--- begin ---
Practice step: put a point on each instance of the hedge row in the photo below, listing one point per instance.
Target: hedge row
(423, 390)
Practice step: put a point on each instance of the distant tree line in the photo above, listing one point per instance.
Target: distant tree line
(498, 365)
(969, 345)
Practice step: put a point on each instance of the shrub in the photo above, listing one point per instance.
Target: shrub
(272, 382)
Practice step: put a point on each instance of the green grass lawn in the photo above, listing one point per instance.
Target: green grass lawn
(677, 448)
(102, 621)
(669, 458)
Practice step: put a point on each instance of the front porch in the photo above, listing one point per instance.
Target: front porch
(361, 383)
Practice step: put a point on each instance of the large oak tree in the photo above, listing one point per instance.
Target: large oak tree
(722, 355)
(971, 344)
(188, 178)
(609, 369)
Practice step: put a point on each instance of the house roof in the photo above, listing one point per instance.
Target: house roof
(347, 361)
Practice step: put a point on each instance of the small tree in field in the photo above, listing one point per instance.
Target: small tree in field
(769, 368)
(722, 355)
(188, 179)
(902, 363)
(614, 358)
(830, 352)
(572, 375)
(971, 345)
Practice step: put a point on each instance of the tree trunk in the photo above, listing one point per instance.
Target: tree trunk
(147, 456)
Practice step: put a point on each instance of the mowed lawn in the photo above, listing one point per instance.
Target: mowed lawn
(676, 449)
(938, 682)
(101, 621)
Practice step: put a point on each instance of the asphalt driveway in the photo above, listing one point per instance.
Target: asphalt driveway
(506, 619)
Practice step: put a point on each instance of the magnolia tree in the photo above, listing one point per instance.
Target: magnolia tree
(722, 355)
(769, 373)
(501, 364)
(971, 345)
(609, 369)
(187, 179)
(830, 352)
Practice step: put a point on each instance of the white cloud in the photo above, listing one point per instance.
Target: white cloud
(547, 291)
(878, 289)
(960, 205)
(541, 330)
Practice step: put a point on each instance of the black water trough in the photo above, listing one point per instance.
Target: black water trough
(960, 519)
--- end ---
GOAL: Please copy out all of the material above, line for line, without changing a single character.

OUTPUT BELOW:
Practice step: put a point on each instance of the hedge row in the photo below, listing one point per instance.
Target: hedge row
(423, 390)
Practice step: put a point on each instance of the distant tree line in the photo above, listing one point per instance.
Target: distant tree line
(498, 365)
(969, 345)
Practice step: put a point on each instance of the shrub in the photo above, listing one point per instance.
Target: shrub
(272, 382)
Practice step: put a point on each instance of the green grass lawn in the photo above, listing one point per instance.
Target: green grass lawn
(677, 448)
(102, 621)
(669, 458)
Practice step: put a point on each instance of the front porch in the photo above, listing one point per instance.
Target: front porch
(361, 383)
Practice step: put a point on each instance of the large oak tree in the photo above, listing one point per instance.
Target: large oak tree
(722, 355)
(971, 344)
(188, 178)
(609, 369)
Practice step: put a point on each instance of the house roof in the photo above, listing one point per instance.
Target: house roof
(347, 361)
Practice step: put a point on each instance of the small tree in field in the photo above, listing one point per instance.
Target: small tree in field
(769, 368)
(722, 355)
(188, 179)
(902, 363)
(614, 358)
(830, 352)
(572, 375)
(971, 345)
Practice step: put a point on each instance of the tree trunk in the photo above, listing one point per instance.
Target: tree trunk
(147, 456)
Practice step: put a point on each instance of the mowed lawn in the photo above, listing one point per instance.
Target: mowed lawn
(676, 449)
(938, 682)
(101, 621)
Practice step: put a point on each instance of the asphalt driveway in the photo above, listing one point per instance.
Target: asphalt driveway
(506, 619)
Practice step: put a point on each instance of the magnolia tree in the photo above, listing one point per instance.
Target: magnolia tree
(722, 355)
(769, 373)
(501, 364)
(971, 345)
(609, 369)
(187, 179)
(830, 352)
Practice step: put a point on each instance of the white cloud in the photo above, listing one point per instance.
Target: white cloud
(547, 291)
(878, 289)
(960, 205)
(541, 330)
Practice step: put a point on each instance of the black water trough in the photo above, listing one point per instance.
Target: black water trough
(960, 519)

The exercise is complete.